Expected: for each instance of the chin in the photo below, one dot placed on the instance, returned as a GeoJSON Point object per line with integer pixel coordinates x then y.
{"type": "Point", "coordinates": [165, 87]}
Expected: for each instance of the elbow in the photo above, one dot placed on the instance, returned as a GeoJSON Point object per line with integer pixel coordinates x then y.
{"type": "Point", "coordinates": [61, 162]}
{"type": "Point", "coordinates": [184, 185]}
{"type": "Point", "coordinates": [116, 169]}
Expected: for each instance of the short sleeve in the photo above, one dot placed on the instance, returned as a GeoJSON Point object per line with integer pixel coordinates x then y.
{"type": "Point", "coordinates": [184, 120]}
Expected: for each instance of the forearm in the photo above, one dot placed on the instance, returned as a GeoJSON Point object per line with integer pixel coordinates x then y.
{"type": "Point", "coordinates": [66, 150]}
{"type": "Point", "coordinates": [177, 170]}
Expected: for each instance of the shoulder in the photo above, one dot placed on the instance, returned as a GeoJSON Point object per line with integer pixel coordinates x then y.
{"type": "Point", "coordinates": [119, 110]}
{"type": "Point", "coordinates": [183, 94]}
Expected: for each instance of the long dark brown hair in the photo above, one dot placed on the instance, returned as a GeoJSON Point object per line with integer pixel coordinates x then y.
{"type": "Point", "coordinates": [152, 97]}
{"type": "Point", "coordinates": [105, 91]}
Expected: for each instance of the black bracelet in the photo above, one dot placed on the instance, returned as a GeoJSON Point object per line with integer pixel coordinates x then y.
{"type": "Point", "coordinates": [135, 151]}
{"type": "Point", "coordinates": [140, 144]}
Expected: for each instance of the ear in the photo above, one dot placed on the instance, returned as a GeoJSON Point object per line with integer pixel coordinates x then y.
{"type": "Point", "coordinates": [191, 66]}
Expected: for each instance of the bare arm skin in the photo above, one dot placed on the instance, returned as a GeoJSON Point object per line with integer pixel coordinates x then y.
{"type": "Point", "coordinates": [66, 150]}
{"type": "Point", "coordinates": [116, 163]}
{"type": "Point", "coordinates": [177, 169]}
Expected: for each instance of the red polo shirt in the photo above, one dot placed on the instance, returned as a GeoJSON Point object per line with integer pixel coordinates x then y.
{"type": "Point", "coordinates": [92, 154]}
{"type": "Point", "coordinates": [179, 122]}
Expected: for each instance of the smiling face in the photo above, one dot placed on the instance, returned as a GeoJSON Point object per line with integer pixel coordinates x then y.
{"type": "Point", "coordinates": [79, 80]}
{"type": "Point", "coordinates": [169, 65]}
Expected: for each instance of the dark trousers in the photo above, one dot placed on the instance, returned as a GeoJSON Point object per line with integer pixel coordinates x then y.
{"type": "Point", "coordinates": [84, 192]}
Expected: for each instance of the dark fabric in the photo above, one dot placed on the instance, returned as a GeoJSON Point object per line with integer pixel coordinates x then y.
= = =
* [To do] Print the records above exactly. Omit nothing.

* [Solution to this problem]
Expected: for each instance of the chin in the photo below, one dot placed on the instance, returned as a GeoJSON Point object per line with integer pixel coordinates x then y.
{"type": "Point", "coordinates": [165, 87]}
Expected: for each instance of the elbow in the photo above, one dot placed on the instance, returned as a GeoJSON Point object per line with integer pixel coordinates x then y.
{"type": "Point", "coordinates": [61, 162]}
{"type": "Point", "coordinates": [184, 185]}
{"type": "Point", "coordinates": [116, 169]}
Expected: for each instance of the short sleeve in the photo above, one dot placed on the instance, returned as a GeoJSON Point object per line with integer pixel coordinates x then y.
{"type": "Point", "coordinates": [184, 120]}
Expected: for each instance of the forearm in the photo above, one dot placed on the instance, returned as a GeoJSON Point object per line with integer pixel coordinates x then y.
{"type": "Point", "coordinates": [66, 150]}
{"type": "Point", "coordinates": [177, 170]}
Expected: for each instance of the shoulder in the photo above, one dot placed on the instance, returned as a GeoJSON Point object per line with integer pixel coordinates x then y.
{"type": "Point", "coordinates": [119, 110]}
{"type": "Point", "coordinates": [183, 94]}
Expected: for each instance of the long dark brown hair in the photo above, one dot placed on the instance, returned as a GeoJSON Point object per line with integer pixel coordinates x then y.
{"type": "Point", "coordinates": [152, 97]}
{"type": "Point", "coordinates": [105, 91]}
Expected: for each instance of the black bracelet in the photo above, one dot placed on the instance, returned as a GeoJSON Point object per line with integer pixel coordinates x then y.
{"type": "Point", "coordinates": [135, 151]}
{"type": "Point", "coordinates": [140, 144]}
Expected: for each instance of the ear in the photo above, one dot placed on the instance, returned as a GeoJSON Point object per line with integer pixel coordinates x then y.
{"type": "Point", "coordinates": [191, 66]}
Expected: for each instance of the bare arm skin in the photo above, one dot placed on the instance, returned as a GeoJSON Point object per line with integer pixel coordinates x then y.
{"type": "Point", "coordinates": [66, 150]}
{"type": "Point", "coordinates": [116, 163]}
{"type": "Point", "coordinates": [177, 169]}
Expected: for each instance of the red polo shirt in the photo above, one dot placed on the instance, returned as a GeoJSON Point object per line with integer pixel coordinates x then y.
{"type": "Point", "coordinates": [92, 154]}
{"type": "Point", "coordinates": [179, 122]}
Expected: for each instance of the smiling face in the photo above, one dot placed on the instance, returned as a GeoJSON Point object per line with integer pixel coordinates x then y.
{"type": "Point", "coordinates": [79, 80]}
{"type": "Point", "coordinates": [169, 65]}
Expected: for each instance of the dark trousers in the photo above, one dot placed on the instance, returned as a GeoJSON Point object per line with integer pixel coordinates x then y.
{"type": "Point", "coordinates": [84, 192]}
Expected: for each instance of the dark fabric in the photo above, one dot placed on the instance, returned as a GeoJSON Point object per line with integer pixel coordinates x then y.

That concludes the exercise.